[Start of Attachment]

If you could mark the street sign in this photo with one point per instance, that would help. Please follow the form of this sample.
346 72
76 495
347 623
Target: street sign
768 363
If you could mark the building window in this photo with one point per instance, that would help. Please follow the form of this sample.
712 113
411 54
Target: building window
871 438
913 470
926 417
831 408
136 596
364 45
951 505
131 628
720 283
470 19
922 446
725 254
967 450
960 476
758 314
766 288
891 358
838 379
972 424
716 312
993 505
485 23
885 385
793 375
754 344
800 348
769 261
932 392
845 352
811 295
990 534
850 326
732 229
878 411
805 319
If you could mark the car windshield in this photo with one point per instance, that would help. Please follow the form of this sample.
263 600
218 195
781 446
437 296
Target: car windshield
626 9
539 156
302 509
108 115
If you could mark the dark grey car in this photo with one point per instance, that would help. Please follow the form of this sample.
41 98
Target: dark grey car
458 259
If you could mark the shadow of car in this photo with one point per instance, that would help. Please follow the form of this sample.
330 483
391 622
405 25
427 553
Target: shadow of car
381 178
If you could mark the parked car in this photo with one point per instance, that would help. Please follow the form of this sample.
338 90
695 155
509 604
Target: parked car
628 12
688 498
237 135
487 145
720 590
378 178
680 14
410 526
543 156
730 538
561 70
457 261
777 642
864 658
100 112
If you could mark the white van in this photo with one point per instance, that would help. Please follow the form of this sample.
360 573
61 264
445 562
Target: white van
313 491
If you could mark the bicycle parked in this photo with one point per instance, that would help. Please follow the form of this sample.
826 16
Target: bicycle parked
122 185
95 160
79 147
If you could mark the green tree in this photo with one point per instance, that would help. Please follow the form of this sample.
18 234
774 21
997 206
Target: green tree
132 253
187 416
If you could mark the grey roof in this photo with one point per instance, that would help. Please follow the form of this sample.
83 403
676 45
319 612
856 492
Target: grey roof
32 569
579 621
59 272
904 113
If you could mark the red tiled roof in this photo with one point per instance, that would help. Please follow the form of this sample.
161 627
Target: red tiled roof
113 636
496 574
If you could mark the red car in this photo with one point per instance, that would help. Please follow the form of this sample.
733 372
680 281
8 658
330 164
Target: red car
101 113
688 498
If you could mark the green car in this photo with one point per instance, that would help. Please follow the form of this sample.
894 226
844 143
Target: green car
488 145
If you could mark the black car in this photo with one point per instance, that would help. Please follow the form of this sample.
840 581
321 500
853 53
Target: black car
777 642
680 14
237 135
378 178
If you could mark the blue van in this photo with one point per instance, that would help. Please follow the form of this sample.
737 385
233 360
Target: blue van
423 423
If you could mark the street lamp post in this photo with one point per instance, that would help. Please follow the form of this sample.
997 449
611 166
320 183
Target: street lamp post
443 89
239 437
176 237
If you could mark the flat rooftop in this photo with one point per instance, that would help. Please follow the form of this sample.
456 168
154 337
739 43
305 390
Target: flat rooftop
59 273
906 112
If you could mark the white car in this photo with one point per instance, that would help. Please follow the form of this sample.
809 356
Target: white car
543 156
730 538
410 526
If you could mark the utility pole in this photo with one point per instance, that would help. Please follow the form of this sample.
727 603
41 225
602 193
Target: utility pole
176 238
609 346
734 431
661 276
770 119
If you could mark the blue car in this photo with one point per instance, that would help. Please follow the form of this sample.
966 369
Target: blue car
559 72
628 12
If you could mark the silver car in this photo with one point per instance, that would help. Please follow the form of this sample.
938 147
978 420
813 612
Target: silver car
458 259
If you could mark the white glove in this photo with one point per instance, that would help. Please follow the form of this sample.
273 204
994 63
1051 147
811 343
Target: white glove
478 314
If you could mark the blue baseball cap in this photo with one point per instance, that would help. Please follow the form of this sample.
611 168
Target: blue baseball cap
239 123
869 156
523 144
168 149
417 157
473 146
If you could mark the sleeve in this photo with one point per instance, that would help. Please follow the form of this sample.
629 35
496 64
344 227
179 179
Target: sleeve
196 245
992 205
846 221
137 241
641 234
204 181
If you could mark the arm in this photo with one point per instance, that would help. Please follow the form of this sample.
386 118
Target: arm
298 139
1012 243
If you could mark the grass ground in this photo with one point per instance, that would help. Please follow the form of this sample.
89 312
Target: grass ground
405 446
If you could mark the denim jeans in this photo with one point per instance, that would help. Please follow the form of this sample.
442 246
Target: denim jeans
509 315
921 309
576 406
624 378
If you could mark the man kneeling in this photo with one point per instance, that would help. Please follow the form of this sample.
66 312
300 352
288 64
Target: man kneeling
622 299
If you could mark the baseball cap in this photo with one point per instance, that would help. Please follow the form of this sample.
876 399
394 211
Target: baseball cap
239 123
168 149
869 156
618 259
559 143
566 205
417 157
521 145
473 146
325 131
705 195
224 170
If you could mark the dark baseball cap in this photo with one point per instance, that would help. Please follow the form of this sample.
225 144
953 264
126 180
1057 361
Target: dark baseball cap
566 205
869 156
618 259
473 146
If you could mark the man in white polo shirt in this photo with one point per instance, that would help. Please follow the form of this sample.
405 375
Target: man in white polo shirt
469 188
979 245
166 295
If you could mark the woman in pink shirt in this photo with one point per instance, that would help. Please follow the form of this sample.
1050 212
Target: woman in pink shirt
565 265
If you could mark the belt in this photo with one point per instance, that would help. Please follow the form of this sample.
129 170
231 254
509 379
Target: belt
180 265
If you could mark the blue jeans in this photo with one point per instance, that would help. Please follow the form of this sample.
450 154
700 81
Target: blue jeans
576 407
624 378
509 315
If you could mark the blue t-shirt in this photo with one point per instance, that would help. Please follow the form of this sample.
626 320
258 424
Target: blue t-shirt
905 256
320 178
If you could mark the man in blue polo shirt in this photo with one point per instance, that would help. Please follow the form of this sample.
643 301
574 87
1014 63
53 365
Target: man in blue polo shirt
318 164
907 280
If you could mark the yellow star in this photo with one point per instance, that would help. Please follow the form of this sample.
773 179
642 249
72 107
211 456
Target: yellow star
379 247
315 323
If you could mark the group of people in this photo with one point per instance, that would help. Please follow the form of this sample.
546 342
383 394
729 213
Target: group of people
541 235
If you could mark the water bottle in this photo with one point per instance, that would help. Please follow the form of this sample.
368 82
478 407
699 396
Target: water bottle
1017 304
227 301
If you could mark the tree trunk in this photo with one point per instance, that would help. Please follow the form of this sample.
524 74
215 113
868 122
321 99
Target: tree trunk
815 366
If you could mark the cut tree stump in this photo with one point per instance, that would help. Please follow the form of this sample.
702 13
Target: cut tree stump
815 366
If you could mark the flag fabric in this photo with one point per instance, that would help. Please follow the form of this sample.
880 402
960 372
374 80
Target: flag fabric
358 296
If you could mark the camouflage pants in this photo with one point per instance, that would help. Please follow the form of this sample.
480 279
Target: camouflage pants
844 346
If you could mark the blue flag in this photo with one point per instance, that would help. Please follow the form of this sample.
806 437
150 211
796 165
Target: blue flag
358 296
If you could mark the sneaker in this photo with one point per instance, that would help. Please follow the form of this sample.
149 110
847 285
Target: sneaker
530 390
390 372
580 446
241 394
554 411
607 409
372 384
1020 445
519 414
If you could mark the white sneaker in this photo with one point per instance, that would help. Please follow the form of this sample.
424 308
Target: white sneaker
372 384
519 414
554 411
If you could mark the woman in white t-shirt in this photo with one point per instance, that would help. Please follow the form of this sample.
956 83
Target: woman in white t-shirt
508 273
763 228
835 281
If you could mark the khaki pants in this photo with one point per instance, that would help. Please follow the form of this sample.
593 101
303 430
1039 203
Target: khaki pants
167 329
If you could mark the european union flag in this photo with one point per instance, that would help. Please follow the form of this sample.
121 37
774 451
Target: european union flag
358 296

[End of Attachment]

* [DESCRIPTION OF THE TASK]:
Each record must be output exactly, with none omitted.

* [ANSWER SECTION]:
If you could mark the street sign in this photo with one point per instance, that would help. Please follow the form of this sample.
346 72
76 495
347 623
Target: street sign
768 363
If you could mark the building window in this photo with one point per instance, that would help. Please follow the form of this sample.
712 113
411 54
Target: building window
871 438
913 470
926 417
831 408
136 596
364 45
951 505
131 628
720 283
470 19
922 446
725 254
967 450
960 476
758 314
766 288
891 358
838 379
972 424
716 312
993 505
485 23
885 385
793 375
754 344
800 348
769 261
932 392
845 352
811 295
990 534
850 326
732 229
878 411
805 319
If you could mark the car windshield in this photo with one point per instance, that would help. Please follow the form of this sample.
263 600
218 195
781 446
437 296
Target: car windshield
626 9
539 156
302 509
108 115
If you could mark the dark grey car in this photo with one point per instance, that would help. Please follow the form of this sample.
41 98
Target: dark grey car
458 259
If you could mark the shadow of car in this photo with one point per instance, that would help. Please follow the form of this sample.
330 483
391 622
405 25
427 553
Target: shadow of car
381 178
If you could mark the parked car in this photo with one point per instance, that would help. Please follow the form of this sample.
338 90
695 155
509 604
Target: parked car
628 12
688 498
237 135
487 145
720 590
378 178
680 14
410 526
543 156
730 538
561 70
457 261
777 642
864 658
100 112
If you could mark the white van in this photo with one point per instance, that would help. Please follow the form of this sample.
360 573
61 264
445 562
Target: white van
313 491
If you could mark the bicycle parked in this photo with one point per instance, that would help. Please follow the form of this sample.
826 16
Target: bicycle parked
122 185
95 160
79 147
If you could mark the green tree in this photo with one point per instance, that would help. Please follow the form of this sample.
18 234
774 21
997 206
Target: green tree
132 253
187 416
If you could mark the grey roof in this photo with one point per instance, that would help. Please follow the form of this sample.
83 403
676 45
319 612
856 492
Target: grey roof
32 569
579 621
59 272
904 113
If you could mark the red tiled roof in this photo with one point per instance, that would help. Please follow the form of this sample.
161 627
Target: red tiled roof
113 636
496 574
If you could mark the red car in this photo with one point per instance, that would help. Please follow the form of this sample.
733 372
680 281
8 658
330 164
Target: red car
101 113
688 498
If you could mark the green car in this photo with one point per instance, that would help. Please follow the form of this sample.
894 226
844 143
Target: green car
488 145
If you could mark the black car in this photo with one point per instance, that would help. Please follow the form of this sample.
840 581
321 500
853 53
Target: black car
777 642
680 14
237 135
378 178
If you could mark the blue van in this photo with one point per instance, that would help. Please follow the form of this sample.
737 385
233 360
Target: blue van
423 423
If you could mark the street lamp post in this photo with one point per instance, that would help. Please follow the form of this sample.
997 449
611 166
320 183
Target: street lamp post
443 89
239 437
176 237
If you could mark the flat rooftop in this photo with one point per instance, that would help. Please follow the form of this sample.
456 168
154 337
739 43
305 390
Target: flat rooftop
59 273
906 112
If you could mark the white car in this photo with one point per instance, that would help. Please follow the form of this sample.
809 356
Target: white car
543 156
730 538
410 526
If you could mark the utility pole in this photo with one point per instance, that would help. Please follow the form of this sample.
727 603
41 225
602 193
Target: utility pole
176 238
609 346
734 431
661 276
770 119
If you could mark the blue car in this photo with one point per instance, that would help. Please follow the form of this sample.
966 369
Target: blue car
559 72
628 12
If you could mark the silver car in this photo with one point per instance, that would help. Please follow the form of this sample.
938 147
978 420
813 612
Target: silver car
458 259
If you could mark the white glove in this photo with one point per instance, that would help. Please follow the form of this sample.
273 204
994 63
1051 147
811 343
Target: white glove
478 314
If you could mark the blue baseball cap in this photo with one point per instance, that would help. Please follow the form of this sample.
611 168
Target: blue baseball cap
239 123
869 156
523 144
168 149
417 157
473 146
If you could mark the sleeve in this photo with one point per instance, that would help. Please follow the form of this sample.
629 35
496 64
344 227
179 179
Target: sleeve
196 245
992 205
846 221
137 241
641 234
204 181
If you could mark the arm in this photo with one point per instance, that would help. Please follow the form of this sample.
386 118
Target: arm
298 139
1012 243
If you could mark the grass ground in this photo with one point per instance, that would help. Please follow the form of this sample.
89 312
Target: grass ground
405 446
If you could mark the denim jeans in this photo with one point per instance, that would help. Please follow the form of this sample.
442 246
Target: denim jeans
509 315
921 309
576 406
624 378
If you could mark the man kneeling in this photo with one point per instance, that would help. Please follow the form of this sample.
66 312
300 352
288 64
Target: man kneeling
622 299
If you could mark the baseball cap in this photo with one point per instance, that would help. Please follow the form of this sample.
876 399
394 211
Target: baseball cap
239 123
168 149
869 156
618 259
559 143
566 205
417 157
521 145
473 146
325 131
705 195
224 170
If you could mark the dark baseball cap in this photo with one point per instance, that would help. Please follow the form of this sample.
225 144
953 264
126 180
1057 361
Target: dark baseball cap
566 205
869 156
618 259
473 146
If you could mark the man in white polo shirt in this photo with one point per instance, that would help. Please follow the form of this sample.
405 375
Target: man in white polo shirt
469 188
979 245
166 295
If you could mark the woman in pink shirt in this photo with one point per instance, that would help. Please follow the form of this sample.
1050 212
Target: woman in pink shirt
565 265
If you could mark the belt in this photo with one point per instance, that would help. Please follow the form of this sample.
129 170
231 254
509 379
Target: belt
180 265
If you could mark the blue jeans in this photo with one point per instance, that would help. Please follow the form of this sample.
450 154
700 81
Target: blue jeans
576 407
624 378
509 315
If you could mark the blue t-shirt in this photo with one point per instance, that would help. Please follow the form of this sample.
626 320
258 424
Target: blue t-shirt
905 256
320 178
If you could mark the man in blue polo shirt in this photo with one point per instance, that would help. Please follow the form of this sample.
643 301
574 87
1014 63
53 365
Target: man in blue polo shirt
318 164
907 280
If you could mark the yellow star in this photo with one point per instance, that would help. Please follow the form of this sample.
773 179
642 249
72 107
211 456
Target: yellow star
379 247
315 323
If you could mark the group of people in this photo with one point per instance, that would help. Please follow the form of this sample.
546 342
383 394
729 213
Target: group of people
541 235
If you could mark the water bottle in this photo with one point per instance, that would help. Please follow the form of this sample.
368 82
478 407
699 396
Target: water bottle
1017 304
227 301
If you could mark the tree trunk in this photo with one point per instance, that would help. Please follow the form of this sample.
524 74
215 113
868 122
321 99
Target: tree trunk
815 366
If you could mark the cut tree stump in this photo with one point per instance, that would help. Please follow the form of this sample.
702 13
Target: cut tree stump
815 366
If you could mark the flag fabric in this photo with one point per instance, that would help. Please follow the form of this sample.
880 402
960 372
374 80
Target: flag fabric
358 296
If you could mark the camouflage pants in this photo with one point per instance, that would help. Please follow the form of this sample.
480 279
Target: camouflage pants
844 346
If you could mark the blue flag in this photo with one point per instance, that would help. Please follow the form of this sample.
806 437
150 211
796 165
Target: blue flag
358 296
If you could mark the sneaker in this photo with one point per instance, that would help. Please follow the form of this sample.
149 110
847 285
Target: sneaker
530 390
390 372
580 446
241 394
554 411
607 409
372 384
1020 445
519 414
If you could mark the white sneaker in this photo with one point per instance, that would help. Please follow the form of this sample.
424 308
Target: white sneaker
372 384
519 414
554 411
If you could mark the woman in white t-shirt in this photo with one point per instance, that would help. Please follow the form of this sample.
956 83
Target: woman in white t-shirt
508 273
763 228
835 281
If you could mark the khaki pants in this photo with one point per instance, that would help. Please follow the form of this sample.
593 101
303 430
1039 203
Target: khaki pants
167 329
If you could mark the european union flag in this photo with one point per instance, that would help. Please follow the form of this sample.
121 37
774 451
Target: european union flag
358 296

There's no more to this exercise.